Your job is to retype the whole listing exactly.

______

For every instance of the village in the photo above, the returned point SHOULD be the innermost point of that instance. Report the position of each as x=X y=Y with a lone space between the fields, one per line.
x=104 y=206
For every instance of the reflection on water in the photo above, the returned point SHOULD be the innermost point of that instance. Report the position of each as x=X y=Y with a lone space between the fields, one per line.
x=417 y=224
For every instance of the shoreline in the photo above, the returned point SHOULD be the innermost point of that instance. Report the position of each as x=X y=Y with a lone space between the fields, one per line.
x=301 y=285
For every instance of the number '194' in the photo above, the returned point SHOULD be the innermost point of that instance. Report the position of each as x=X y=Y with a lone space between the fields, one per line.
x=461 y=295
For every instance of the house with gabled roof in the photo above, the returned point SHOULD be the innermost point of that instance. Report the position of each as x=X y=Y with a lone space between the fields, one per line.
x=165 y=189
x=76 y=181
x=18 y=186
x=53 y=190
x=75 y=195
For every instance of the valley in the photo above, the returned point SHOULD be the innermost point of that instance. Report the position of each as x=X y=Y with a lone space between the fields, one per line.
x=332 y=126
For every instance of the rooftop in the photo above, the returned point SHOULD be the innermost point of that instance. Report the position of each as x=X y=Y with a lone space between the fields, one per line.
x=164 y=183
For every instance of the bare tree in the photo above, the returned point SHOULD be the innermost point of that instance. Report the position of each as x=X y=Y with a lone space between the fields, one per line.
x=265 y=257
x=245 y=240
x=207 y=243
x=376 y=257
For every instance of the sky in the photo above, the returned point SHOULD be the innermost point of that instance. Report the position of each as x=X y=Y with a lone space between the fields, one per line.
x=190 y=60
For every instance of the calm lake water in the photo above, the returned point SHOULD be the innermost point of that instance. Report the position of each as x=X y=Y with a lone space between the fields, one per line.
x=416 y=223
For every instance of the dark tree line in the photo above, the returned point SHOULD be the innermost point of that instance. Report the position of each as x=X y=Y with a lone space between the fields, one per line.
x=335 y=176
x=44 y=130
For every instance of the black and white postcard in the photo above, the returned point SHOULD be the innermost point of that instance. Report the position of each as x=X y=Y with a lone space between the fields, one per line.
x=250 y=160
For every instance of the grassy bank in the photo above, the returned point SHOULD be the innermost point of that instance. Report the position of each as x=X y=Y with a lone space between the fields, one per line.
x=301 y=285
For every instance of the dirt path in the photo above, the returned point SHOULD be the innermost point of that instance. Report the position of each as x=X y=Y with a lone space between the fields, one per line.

______

* _EXERCISE SOLUTION_:
For every instance of the village in the photo above, the returned point SHOULD be the innermost point of that instance. Report the position of each as x=X y=Y with a lone space between the fields, one per line.
x=104 y=206
For every instance of the reflection on water in the photo above, the returned point SHOULD be the innermost point of that instance. Report the position of each as x=X y=Y with a lone space between the fields, one per line.
x=417 y=224
For every instance of the shoreline in the photo above, the returned point SHOULD be the innermost point of that instance. Report the position of each as x=X y=Y with a lone space between the fields, one per line.
x=301 y=285
For every instance of the number '194' in the photo above, the returned point SHOULD be the innermost point of that instance. Report the position of each as x=X y=Y with a lone space between the fields, one per line.
x=461 y=295
For every instance of the house with gabled roof in the photo above, the returned point SHOULD be the innermost point of that instance. Report the position of each as x=X y=Y with a lone space between the fields, one per line.
x=165 y=189
x=76 y=181
x=18 y=186
x=53 y=190
x=75 y=195
For every instance of the valley in the photo above, the returned point SHOULD be the innermost point of that instance. Report the position of each as x=X y=Y with a lone space between the fields, one per line.
x=332 y=126
For every instance of the rooftop in the photo above, the returned point SHOULD be the innermost point of that instance. Report the position of each as x=X y=Y with a lone space between the fields, one per line.
x=164 y=183
For every instance of the bare tree in the photo above, the returned point SHOULD be the innermost point of that instance. Report the position of each as x=X y=Y with a lone space between the fields, one per line.
x=265 y=257
x=245 y=240
x=207 y=243
x=376 y=257
For every instance of the sky in the photo above, the returned point SHOULD be the innermost point of that instance. Report the position of each as x=X y=Y with a lone space between the fields, one per line.
x=190 y=60
For every instance of the calm lake water in the photo above, the returned point SHOULD be the innermost point of that instance. Report the position of each as x=X y=Y with a lone space between the fields, one per line.
x=416 y=223
For every instance of the dark tree line in the photo above, the returned point SHOULD be the innermost point of that instance. Report the position of each as x=X y=Y with a lone space between the fields, one per line.
x=335 y=176
x=44 y=130
For every instance of the black and white postcard in the photo above, the returned point SHOULD be the innermost point of that instance. Report the position of each as x=X y=Y with a lone space between the fields, one per line.
x=250 y=160
For every instance of the grassy bank in the photo above, the returned point SHOULD be the innermost point of that instance. Report the position of each as x=X y=Y with a lone space between the fields, one per line.
x=301 y=285
For every instance of the dirt path in the photo above, the returned point SHOULD be the innermost point of that instance. Report the position of each as x=X y=Y with a lone space between the fields, one per line.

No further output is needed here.